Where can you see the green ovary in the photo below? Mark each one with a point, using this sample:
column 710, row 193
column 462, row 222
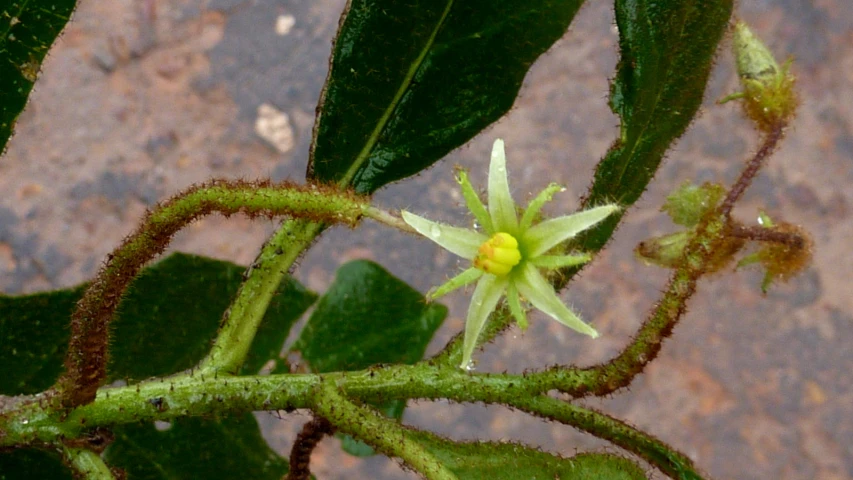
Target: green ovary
column 498, row 255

§ Problem to work on
Copy every line of the listing above word for word, leaving out the picture.

§ Result for this task
Where can you see the green ovary in the photo below? Mark each one with a point, using this sample:
column 710, row 193
column 462, row 222
Target: green ovary
column 498, row 255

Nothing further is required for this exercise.